| STUDY TEXT |
☆ ☆ ☆ ☆
Conclusions and future work
Previous application of the YeATS suite to genomes [9, 10] and metagenomes [11] required a BLAST to the complete ’nt’ and ’nr’ databases. In the current work, smaller, yet comprehensive databases have been created to accelerate the identification of the saffron metagenome from the transcriptome obtained from saffron in Jammu and Kashmir [7]. Transcripts from the soybean mosaic virus was found abundantly expressed in all five tissues analyzed. Although, these viruses have been isolated from these plants (and the related species Iris) previously [18–22], recent studies have shown the threat posed by these viruses to saffron cultivation is seriously underestimated. Several bacterial and fungal genera incorporating known pathogen species have also been identified.
A search through the complete set of sequences known (through a program like BLAST) is ideal, but not time efficient. The search can be accelerated by creating smaller, but comprehensive, sequence databases. Such a ’divide and conquer’ strategy needs to account for the existence of homologous nucleotide sequences (and proteins) across the different trees of life. There are two methods for annotating a transcript – (a) through the nucleotide sequence or (b) through the amino acid sequence (assuming it is not a non-coding transcript). Annotation based on ORFs identifies transcripts that have no nucleotide sequence homology in the entire ’nt’ database, which occurs due to the redundancy in the codon table. Finally, this work also highlights that the standard practice of excluding transcripts homologous to ribosomal RNA might exclude bona fide bacterial transcripts, in the absence of comparative analysis of the homology to different databases. While the current strategy of creating smaller, comprehensive subsets accelerates the annotation time as compared to YeATS, the existing flow still uses command-line BLAST to query the entire transcriptome with the sequence databases. A kmer based approach could accelerate this further, and will be added in a future release [34].
Competing interests
No competing interests were disclosed.
Grant information
The author(s) declared that no grants were involved in supporting this work.
Acknowledgements
I gratefully acknowledge Mridul Bhattacharjee and Nitin Salaye for logistic support.
☆ ☆ ☆ ☆
| DATA SECTION |
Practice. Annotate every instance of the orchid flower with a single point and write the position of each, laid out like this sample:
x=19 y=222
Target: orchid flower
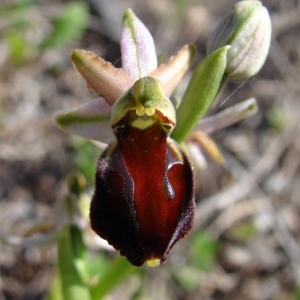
x=144 y=189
☆ ☆ ☆ ☆
| REQUIRED ACTION 1 |
According to the saffron metagenome text, what approach could further accelerate the annotation and is planned for a future release?
| REQUIRED ACTION 2 |
Revise the passage of the saffron metagenome text from "Conclusions and future" to "also been identified.", substituting "Crocus sativus" for every occurrence of "saffron".

| TASK OUTPUT 1 |
A kmer based approach.

| TASK OUTPUT 2 |
Conclusions and future work
Previous application of the YeATS suite to genomes [9, 10] and metagenomes [11] required a BLAST to the complete ’nt’ and ’nr’ databases. In the current work, smaller, yet comprehensive databases have been created to accelerate the identification of the Crocus sativus metagenome from the transcriptome obtained from Crocus sativus in Jammu and Kashmir [7]. Transcripts from the soybean mosaic virus was found abundantly expressed in all five tissues analyzed. Although, these viruses have been isolated from these plants (and the related species Iris) previously [18–22], recent studies have shown the threat posed by these viruses to Crocus sativus cultivation is seriously underestimated. Several bacterial and fungal genera incorporating known pathogen species have also been identified.